What you need to do ▸ The records that follow are to be given again exactly. Do not carry over any image.
(Data to examine begins)
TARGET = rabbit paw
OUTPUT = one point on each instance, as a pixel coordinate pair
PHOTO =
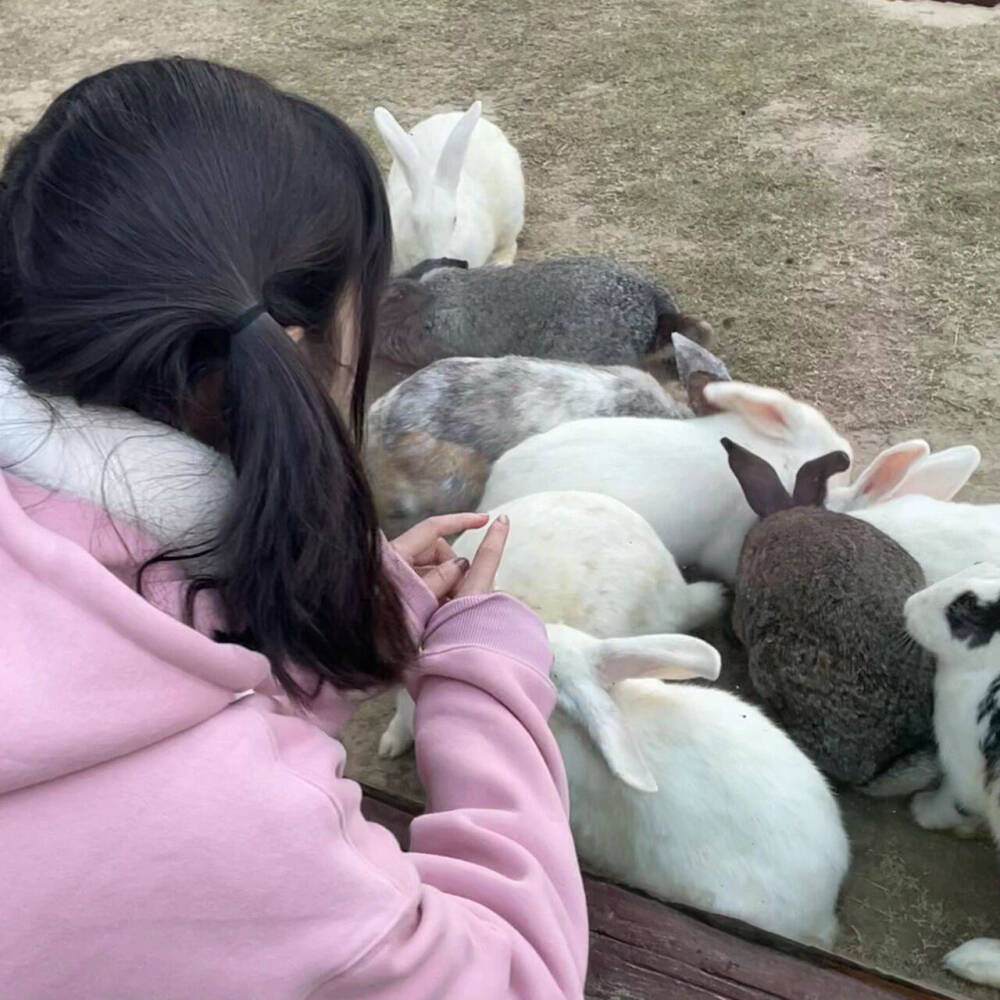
(936, 810)
(977, 960)
(395, 741)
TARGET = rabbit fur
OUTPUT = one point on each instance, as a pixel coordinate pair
(907, 493)
(673, 472)
(778, 858)
(605, 570)
(432, 440)
(455, 189)
(819, 607)
(652, 767)
(570, 309)
(958, 620)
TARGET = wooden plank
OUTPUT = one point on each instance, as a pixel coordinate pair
(641, 948)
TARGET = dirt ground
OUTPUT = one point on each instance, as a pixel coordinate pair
(818, 178)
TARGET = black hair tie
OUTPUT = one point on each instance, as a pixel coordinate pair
(245, 319)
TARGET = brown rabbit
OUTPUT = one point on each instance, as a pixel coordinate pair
(819, 606)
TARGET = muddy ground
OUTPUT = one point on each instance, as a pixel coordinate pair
(818, 178)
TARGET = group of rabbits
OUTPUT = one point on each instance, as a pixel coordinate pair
(869, 610)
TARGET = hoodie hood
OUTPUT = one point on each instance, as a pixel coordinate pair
(89, 669)
(143, 473)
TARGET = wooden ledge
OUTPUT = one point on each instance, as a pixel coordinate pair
(642, 949)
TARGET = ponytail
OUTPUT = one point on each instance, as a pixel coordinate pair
(303, 577)
(138, 219)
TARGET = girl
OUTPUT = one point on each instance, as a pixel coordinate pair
(195, 592)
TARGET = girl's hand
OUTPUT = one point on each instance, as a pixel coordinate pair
(424, 548)
(485, 563)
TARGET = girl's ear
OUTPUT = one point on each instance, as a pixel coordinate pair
(761, 486)
(667, 657)
(403, 149)
(885, 473)
(449, 165)
(767, 411)
(940, 475)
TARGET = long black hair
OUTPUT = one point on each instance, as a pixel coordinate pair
(152, 206)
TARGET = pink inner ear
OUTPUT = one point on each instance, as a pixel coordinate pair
(609, 674)
(775, 414)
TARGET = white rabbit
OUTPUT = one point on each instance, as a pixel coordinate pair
(674, 472)
(907, 469)
(958, 619)
(456, 189)
(589, 561)
(692, 794)
(943, 537)
(431, 440)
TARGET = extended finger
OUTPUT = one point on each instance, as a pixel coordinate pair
(486, 562)
(439, 552)
(424, 536)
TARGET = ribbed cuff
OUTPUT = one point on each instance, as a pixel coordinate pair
(492, 621)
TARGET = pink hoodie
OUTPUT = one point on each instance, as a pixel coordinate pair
(171, 830)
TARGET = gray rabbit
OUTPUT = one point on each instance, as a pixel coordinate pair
(819, 606)
(572, 309)
(432, 440)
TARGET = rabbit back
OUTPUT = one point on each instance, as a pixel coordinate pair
(778, 859)
(574, 309)
(819, 606)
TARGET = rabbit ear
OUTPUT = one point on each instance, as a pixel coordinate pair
(403, 149)
(768, 411)
(694, 359)
(810, 483)
(668, 657)
(885, 473)
(449, 165)
(940, 475)
(594, 709)
(696, 384)
(421, 270)
(761, 486)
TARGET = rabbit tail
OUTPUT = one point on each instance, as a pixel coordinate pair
(909, 774)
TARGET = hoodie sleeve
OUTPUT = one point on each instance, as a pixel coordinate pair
(500, 911)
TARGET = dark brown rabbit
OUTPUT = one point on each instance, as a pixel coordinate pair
(Data to examine ends)
Solution ▸
TARGET = rabbit paw
OUTPUT = one point on each instance, as a pixel coordinate pair
PHOTO =
(936, 810)
(977, 960)
(395, 741)
TARGET = rabbit fur
OUTPUT = one point on each instance, as a pixel coordinate pair
(907, 493)
(673, 472)
(778, 858)
(605, 570)
(432, 440)
(455, 189)
(819, 607)
(652, 767)
(570, 309)
(958, 620)
TARGET = wooden plank
OUTPUT = one point on each instance, as a pixel coordinate pair
(641, 948)
TARGET = dirt ground
OUTPUT = one point on each instance, as a pixel coordinate pair
(818, 178)
TARGET = black hair tie
OUTPUT = one point on each instance, as a pixel coordinate pair
(245, 319)
TARGET = brown rabbit
OUTPUT = one point on each instance, as a pixel coordinate pair
(819, 606)
TARGET = muddy ground
OUTPUT = one point on each instance, as a pixel coordinate pair
(818, 178)
TARGET = group of rabbits
OUTPUT = one point on each instance, as a pixel coordinate pair
(869, 610)
TARGET = hoodie hood
OUTPUT = one point on each instance, as a pixel coordinate pair
(89, 669)
(143, 473)
TARGET = wooden ledge
OUTPUT = one point on each instance, as a pixel coordinate pair
(642, 949)
TARGET = ponytail
OUTPUT = one point on each instance, as a pixel coordinate pair
(303, 577)
(138, 219)
TARGET = girl
OUTPUT = one point on each instance, as a pixel coordinate pair
(195, 592)
TARGET = girl's hand
OUTPUT = one point on each instance, as a pixel coordinate pair
(424, 548)
(485, 563)
TARGET = girl's ear
OUTPUT = one point on each instance, as a pixel coordinate pair
(761, 486)
(667, 657)
(403, 149)
(885, 473)
(449, 165)
(767, 411)
(940, 475)
TARGET = long black hair
OUTPUT = one point on each instance, as a pixel coordinate pair
(152, 206)
TARGET = pink inner ear
OUTPUT = one point on each instance, as a pixel coordinate pair
(609, 674)
(775, 414)
TARGET = white rabbit
OUTPUT = one point on each instance, as a pixel coordinate pair
(674, 472)
(907, 469)
(958, 619)
(456, 189)
(589, 561)
(692, 794)
(943, 537)
(431, 440)
TARGET = extended finger
OUTPUT = one point on each instance, as a pixel coordinate pair
(486, 562)
(439, 552)
(424, 536)
TARGET = ribbed cuff
OUTPUT = one point on each instance, as a pixel coordinate pair
(492, 621)
TARGET = pink hoodie
OUTPUT = one point on each instance, as a pixel coordinate pair
(171, 830)
TARGET = gray rabbit
OUTPUT = one point on each instance, as a pixel coordinate pair
(819, 606)
(572, 309)
(432, 440)
TARGET = rabbit back
OUTPUT = one point on each instance, as a pixel coordinate pair
(778, 859)
(574, 309)
(819, 606)
TARGET = rabbit ear
OUTPUT = one point on each instance, as a pixel coordinate pair
(403, 149)
(768, 411)
(694, 359)
(810, 483)
(668, 657)
(885, 473)
(449, 165)
(940, 475)
(594, 709)
(696, 384)
(421, 270)
(761, 486)
TARGET = rabbit tail
OUTPUT = one point on each instance, as a pixel coordinate pair
(909, 774)
TARGET = hoodie sleeve
OUTPUT = one point on each instance, as a pixel coordinate pair
(500, 911)
TARGET = dark brown rabbit
OUTPUT = one point on each instance, as a pixel coordinate pair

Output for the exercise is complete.